*Short problem*: Reproduce everything in the material below from the line containing "It would be wonderful if you could highlight the blue" down to the line containing "0 0 960 212", both of those lines included, keeping every character unchanged.

*Material for this exercise*:
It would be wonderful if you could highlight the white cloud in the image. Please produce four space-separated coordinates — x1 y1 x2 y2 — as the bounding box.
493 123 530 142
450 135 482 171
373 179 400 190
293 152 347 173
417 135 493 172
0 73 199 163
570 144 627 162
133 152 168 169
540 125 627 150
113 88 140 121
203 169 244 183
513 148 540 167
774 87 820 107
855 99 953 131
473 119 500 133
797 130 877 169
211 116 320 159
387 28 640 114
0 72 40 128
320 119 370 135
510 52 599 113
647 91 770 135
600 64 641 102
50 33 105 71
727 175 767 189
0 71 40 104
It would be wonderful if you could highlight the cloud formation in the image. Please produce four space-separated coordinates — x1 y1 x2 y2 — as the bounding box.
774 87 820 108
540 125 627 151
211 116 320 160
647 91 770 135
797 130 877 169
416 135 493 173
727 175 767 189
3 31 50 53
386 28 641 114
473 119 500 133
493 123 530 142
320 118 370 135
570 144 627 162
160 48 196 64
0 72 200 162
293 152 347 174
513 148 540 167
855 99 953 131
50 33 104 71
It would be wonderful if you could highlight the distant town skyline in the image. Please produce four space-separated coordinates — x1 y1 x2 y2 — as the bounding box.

==

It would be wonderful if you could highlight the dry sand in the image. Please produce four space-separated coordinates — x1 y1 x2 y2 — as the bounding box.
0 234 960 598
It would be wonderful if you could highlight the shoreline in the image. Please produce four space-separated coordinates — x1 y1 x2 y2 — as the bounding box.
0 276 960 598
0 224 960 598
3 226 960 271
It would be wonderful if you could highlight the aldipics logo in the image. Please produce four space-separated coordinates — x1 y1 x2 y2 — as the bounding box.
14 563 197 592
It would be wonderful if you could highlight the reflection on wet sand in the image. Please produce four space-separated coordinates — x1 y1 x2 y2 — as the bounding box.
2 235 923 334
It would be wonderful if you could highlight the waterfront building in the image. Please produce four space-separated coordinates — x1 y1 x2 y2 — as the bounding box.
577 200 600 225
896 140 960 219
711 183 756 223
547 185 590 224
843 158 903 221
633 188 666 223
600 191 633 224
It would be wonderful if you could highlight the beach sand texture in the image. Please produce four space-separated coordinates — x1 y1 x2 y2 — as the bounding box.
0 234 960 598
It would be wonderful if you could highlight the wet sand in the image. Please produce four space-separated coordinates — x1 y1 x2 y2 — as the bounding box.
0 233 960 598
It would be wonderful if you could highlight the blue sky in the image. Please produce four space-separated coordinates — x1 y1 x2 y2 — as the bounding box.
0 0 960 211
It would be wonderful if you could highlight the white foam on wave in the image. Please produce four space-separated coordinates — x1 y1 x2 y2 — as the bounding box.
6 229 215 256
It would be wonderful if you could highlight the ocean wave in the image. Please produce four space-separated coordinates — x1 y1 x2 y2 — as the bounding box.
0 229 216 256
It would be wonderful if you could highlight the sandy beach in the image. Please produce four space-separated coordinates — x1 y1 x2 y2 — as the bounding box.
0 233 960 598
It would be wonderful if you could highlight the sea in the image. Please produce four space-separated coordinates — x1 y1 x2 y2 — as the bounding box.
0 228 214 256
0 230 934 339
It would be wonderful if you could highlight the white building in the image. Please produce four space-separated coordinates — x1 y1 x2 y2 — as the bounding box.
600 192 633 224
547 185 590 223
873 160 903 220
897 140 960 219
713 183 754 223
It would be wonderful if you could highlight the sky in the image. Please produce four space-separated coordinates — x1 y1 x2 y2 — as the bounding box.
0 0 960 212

*Task solution*:
It would be wonderful if you could highlight the blue sky in the image. Please produce four space-separated coordinates — x1 y1 x2 y2 — as the bounding box.
0 0 960 211
It would be wonderful if you could highlight the white foam on wave in the image. Please produce four space-separated coordinates — x1 y1 x2 y2 — as the bounding box.
6 229 215 256
It would be wonderful if you could highlight the ocean wave in the image. Please produce four space-separated coordinates — x1 y1 x2 y2 — as the bounding box.
0 229 216 256
It would be wonderful if you could highlight the sandy beach in the image. Please produce four space-separated coordinates — x1 y1 x2 y2 — as the bounding box.
0 233 960 598
It would be wonderful if you could highlight the sea in the image. Please produce four space-separated coordinates — x1 y1 x2 y2 — as the bounding box.
0 228 214 256
0 230 934 339
It would be wonderful if you could highlight the white building in the image. Please produce four space-separated coordinates — x1 y1 x2 y2 — as the bounding box.
600 192 633 224
547 185 590 223
873 160 903 220
897 140 960 219
713 183 754 223
It would be wonderful if you could highlight the sky in the image. Please produce four space-separated coordinates — x1 y1 x2 y2 — as the bounding box.
0 0 960 212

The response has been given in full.